A imprensa tem noticiado com frequência rumorosos escândalos relacionados à manipulação e divulgação de dados pessoais, envolvendo companhias de tecnologia, governos e outras instituições políticas e sociais. Recentemente, na União Europeia, entrou em vigor o GDPR (Regulamento Geral de Proteção de Dados), visando proteger seus cidadãos de terem seus dados pessoais divulgados e tratados sem a devida autorização.
Nessa mesma linha, no Brasil, foi promulgada em agosto desse ano a nossa LGPD – Lei Geral de Proteção de Dados (Lei 13.709), que ao espelho da legislação do velho continente, também prevê uma série de mecanismos de controle, aos quais as empresas que lidam com a coleta e o armazenamento de dados de clientes estarão sujeitas. A nova legislação, por suas características, possui aspectos estruturais muito próximos aos da Lei Anticorrupção (Lei 12.846/2013), integrando, portanto, o conjunto de iniciativas relacionadas aos programas de integridade, reforçando a necessidade das empresas em adotarem as práticas de Compliance Digital.
A LGPD abrange tanto as pessoas físicas, quanto as jurídicas, públicas ou privadas e tem por princípios a preservação da privacidade do cidadão, da liberdade de escolha e do livre desenvolvimento da personalidade, atribuindo à chamada “autoridade nacional” (possivelmente uma agência reguladora a ser criada), a responsabilidade pela orientação, fiscalização e pela aplicação das sanções disciplinares advindas do seu descumprimento.
Traçando um paralelo entre a LGPD e a Lei Brasileira Anticorrupção, são muitos os elementos que nos levam a constatar a semelhança estrutural entre ambas as legislações, reforçando a ideia da aplicabilidade plena do compliance digital. Podemos observar que a primeira, estabelece os requisitos necessários para o tratamento dos dados pessoais, enquanto a segunda estabelece os requisitos mínimos para que um programa de integridade seja considerado efetivo pelo órgão fiscalizador. Além disso, ambos diplomas legais estabelecem critérios de aceitação, atribuindo às empresas a responsabilidade prévia pela sua observância e pela divulgação de incidentes, no âmbito dos modernos mecanismos auto regulatórios.
Observe-se ainda, que a LGPD em seu Art.33, restringe a transferência internacional de dados, só sendo permitida, caso o controlador (empresa ou indivíduo que trata os dados) ofereça e comprove garantias de cumprimento dos seus princípios, como a necessidade de obtenção de selos, certificados e códigos de conduta regularmente emitidos, reforçando assim, a presença de elemento indispensável ao compliance nas empresas.

### [Conjunto de tarefas]
1 > Responda às perguntas abaixo com base no texto sobre a LGPD.
(a) Qual é o número da Lei Geral de Proteção de Dados?
(b) A quem a LGPD atribui a responsabilidade pela orientação, pela fiscalização e pela aplicação das sanções?
(c) Qual artigo da LGPD restringe a transferência internacional de dados?
2 > Reproduza o trecho do texto sobre a LGPD que começa em "Observe-se ainda, que" e termina em "compliance nas empresas.".

### [Conjunto de dados]
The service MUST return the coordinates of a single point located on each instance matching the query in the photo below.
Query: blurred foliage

--

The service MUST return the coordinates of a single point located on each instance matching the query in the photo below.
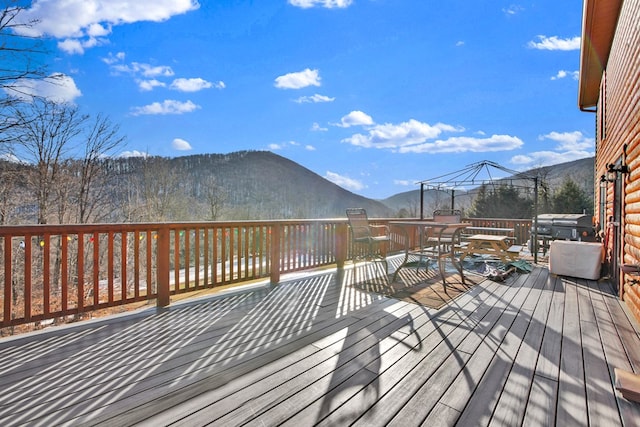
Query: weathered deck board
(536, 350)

### [Resultados por tarefa]
1 >
(a) Lei 13.709.
(b) À chamada “autoridade nacional”.
(c) O Art. 33.

2 >
Observe-se ainda, que a LGPD em seu Art.33, restringe a transferência internacional de dados, só sendo permitida, caso o controlador (empresa ou indivíduo que trata os dados) ofereça e comprove garantias de cumprimento dos seus princípios, como a necessidade de obtenção de selos, certificados e códigos de conduta regularmente emitidos, reforçando assim, a presença de elemento indispensável ao compliance nas empresas.